Congratulations Viveka We feel very privileged to go through War Flowers with you giving us your reflexions on this monumental exhibition to honour the heroes of WWI. The way in which you tell the stories with letters and pressed flowers using all of the senses is innovative, engaging and memorable. We thank you very much. Susie Gibson, London, UK Martha Osler Hannon, Toronto Chantal Aucoin, Drummondville
An amazing show.
Congratulations for this superb human effort for the War Flowers, touring exhibit. Reading, seeing the symbolism of the flowers would move me to tears. Words don’t fully express the love and dedication to allow us to see, feel and love this exhibit. Thank you.
Very moving exhibition! Excellent in every way and a good reminder for us to be thankful for their sacrifice. We live in a safe, wonderful country thanks to them.

++++++++++

Reproduce verbatim the portion of the War Flowers comments starting at "Congratulations for this" and ending at "exhibit. Thank you.".

■ DATA EXTRACT:
++++++++++

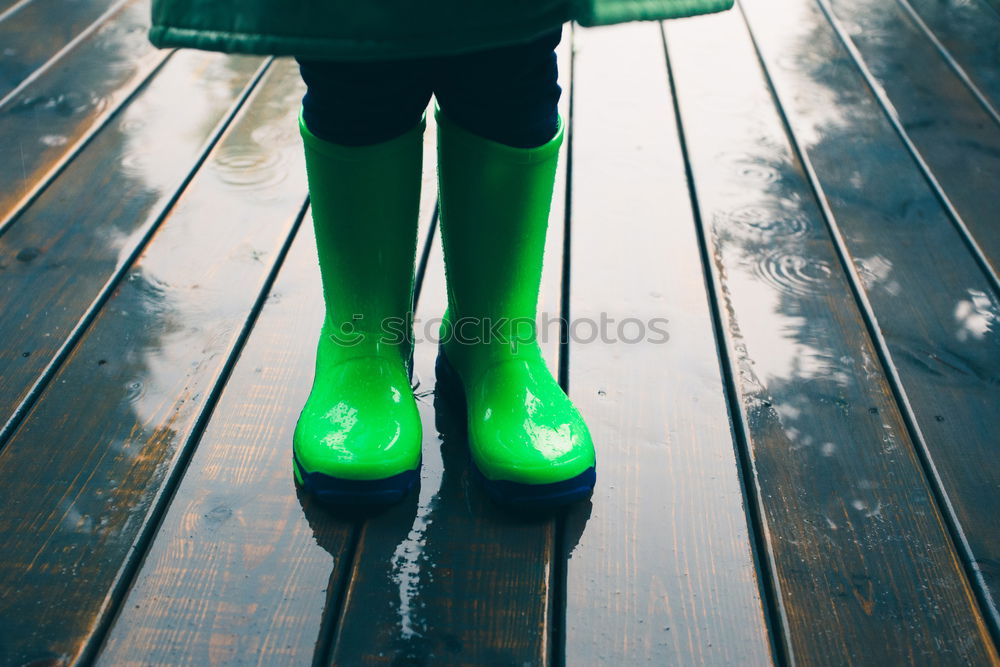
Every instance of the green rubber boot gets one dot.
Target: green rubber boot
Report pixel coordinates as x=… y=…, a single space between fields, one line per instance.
x=358 y=438
x=527 y=440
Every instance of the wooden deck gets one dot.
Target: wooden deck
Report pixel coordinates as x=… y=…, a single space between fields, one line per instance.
x=807 y=472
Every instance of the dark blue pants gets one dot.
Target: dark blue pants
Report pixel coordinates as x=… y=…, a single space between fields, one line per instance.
x=508 y=94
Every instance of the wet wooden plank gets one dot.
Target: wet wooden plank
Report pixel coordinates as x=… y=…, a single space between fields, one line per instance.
x=862 y=560
x=968 y=33
x=447 y=577
x=67 y=248
x=953 y=133
x=46 y=123
x=9 y=7
x=85 y=478
x=33 y=34
x=281 y=606
x=663 y=573
x=942 y=344
x=245 y=569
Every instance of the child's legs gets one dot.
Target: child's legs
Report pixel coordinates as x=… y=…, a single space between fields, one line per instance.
x=509 y=94
x=359 y=104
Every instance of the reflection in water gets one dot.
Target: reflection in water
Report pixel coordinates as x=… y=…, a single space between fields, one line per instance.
x=976 y=316
x=410 y=559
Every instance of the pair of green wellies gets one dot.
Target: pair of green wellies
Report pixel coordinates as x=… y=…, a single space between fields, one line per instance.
x=358 y=438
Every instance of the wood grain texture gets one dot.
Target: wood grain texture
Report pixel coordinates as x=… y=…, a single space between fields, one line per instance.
x=864 y=564
x=664 y=573
x=85 y=477
x=69 y=246
x=936 y=323
x=447 y=577
x=244 y=569
x=968 y=31
x=244 y=457
x=953 y=133
x=37 y=31
x=45 y=123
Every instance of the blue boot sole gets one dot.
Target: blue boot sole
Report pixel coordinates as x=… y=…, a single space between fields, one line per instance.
x=335 y=491
x=513 y=494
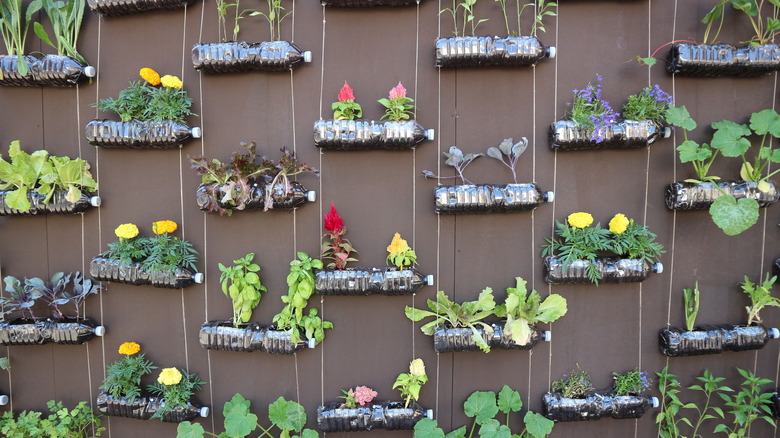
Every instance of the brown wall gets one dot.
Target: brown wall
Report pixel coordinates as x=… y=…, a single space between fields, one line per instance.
x=609 y=328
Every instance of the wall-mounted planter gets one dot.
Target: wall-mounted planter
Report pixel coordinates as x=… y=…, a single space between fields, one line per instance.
x=136 y=134
x=613 y=270
x=388 y=415
x=221 y=335
x=46 y=70
x=491 y=51
x=56 y=205
x=567 y=135
x=558 y=408
x=714 y=339
x=682 y=195
x=350 y=135
x=711 y=60
x=369 y=281
x=490 y=198
x=103 y=269
x=299 y=196
x=142 y=408
x=112 y=8
x=456 y=339
x=68 y=331
x=240 y=56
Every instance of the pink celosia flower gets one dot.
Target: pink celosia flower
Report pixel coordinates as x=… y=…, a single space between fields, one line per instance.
x=346 y=93
x=397 y=91
x=363 y=395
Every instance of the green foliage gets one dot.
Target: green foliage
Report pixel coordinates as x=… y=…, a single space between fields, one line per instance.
x=242 y=285
x=44 y=174
x=760 y=297
x=287 y=416
x=522 y=310
x=576 y=384
x=484 y=407
x=78 y=422
x=468 y=314
x=300 y=282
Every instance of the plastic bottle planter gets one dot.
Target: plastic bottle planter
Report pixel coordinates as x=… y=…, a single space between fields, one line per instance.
x=142 y=408
x=370 y=281
x=683 y=195
x=613 y=270
x=56 y=205
x=455 y=339
x=490 y=51
x=112 y=8
x=136 y=134
x=221 y=335
x=490 y=198
x=240 y=56
x=350 y=135
x=558 y=408
x=103 y=269
x=388 y=415
x=258 y=188
x=69 y=331
x=714 y=339
x=567 y=135
x=712 y=60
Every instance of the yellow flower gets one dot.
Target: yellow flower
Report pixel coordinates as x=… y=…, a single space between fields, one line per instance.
x=619 y=223
x=161 y=227
x=150 y=76
x=580 y=220
x=169 y=376
x=126 y=231
x=417 y=368
x=129 y=348
x=171 y=82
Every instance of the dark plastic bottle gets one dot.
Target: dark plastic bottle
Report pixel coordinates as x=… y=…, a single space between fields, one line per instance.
x=490 y=51
x=56 y=205
x=613 y=270
x=240 y=56
x=683 y=195
x=712 y=60
x=567 y=135
x=348 y=135
x=139 y=135
x=714 y=339
x=489 y=198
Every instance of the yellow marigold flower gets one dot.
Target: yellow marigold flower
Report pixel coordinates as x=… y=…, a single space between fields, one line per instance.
x=398 y=245
x=126 y=231
x=619 y=223
x=161 y=227
x=580 y=220
x=129 y=348
x=169 y=376
x=150 y=76
x=171 y=82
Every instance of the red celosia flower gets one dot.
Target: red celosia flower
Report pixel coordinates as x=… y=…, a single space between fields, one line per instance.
x=346 y=93
x=333 y=222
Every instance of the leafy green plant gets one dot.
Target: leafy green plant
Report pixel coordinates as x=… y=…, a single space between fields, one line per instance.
x=468 y=314
x=300 y=284
x=484 y=408
x=523 y=309
x=760 y=297
x=44 y=174
x=287 y=416
x=65 y=17
x=241 y=284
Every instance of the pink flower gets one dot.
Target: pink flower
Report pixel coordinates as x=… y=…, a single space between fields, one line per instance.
x=346 y=93
x=397 y=91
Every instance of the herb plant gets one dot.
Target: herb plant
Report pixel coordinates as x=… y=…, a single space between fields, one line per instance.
x=241 y=284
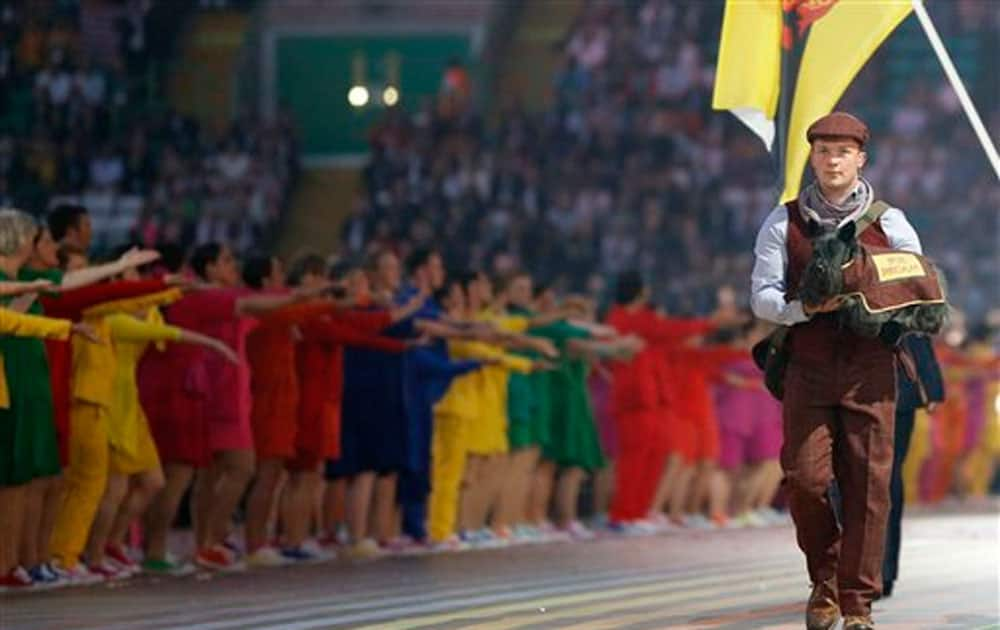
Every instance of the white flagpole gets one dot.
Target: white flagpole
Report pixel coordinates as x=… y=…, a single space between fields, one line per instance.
x=956 y=83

++++++++++

■ RESPONSE BELOW:
Congratulations for this superb human effort for the War Flowers, touring exhibit. Reading, seeing the symbolism of the flowers would move me to tears. Words don’t fully express the love and dedication to allow us to see, feel and love this exhibit. Thank you.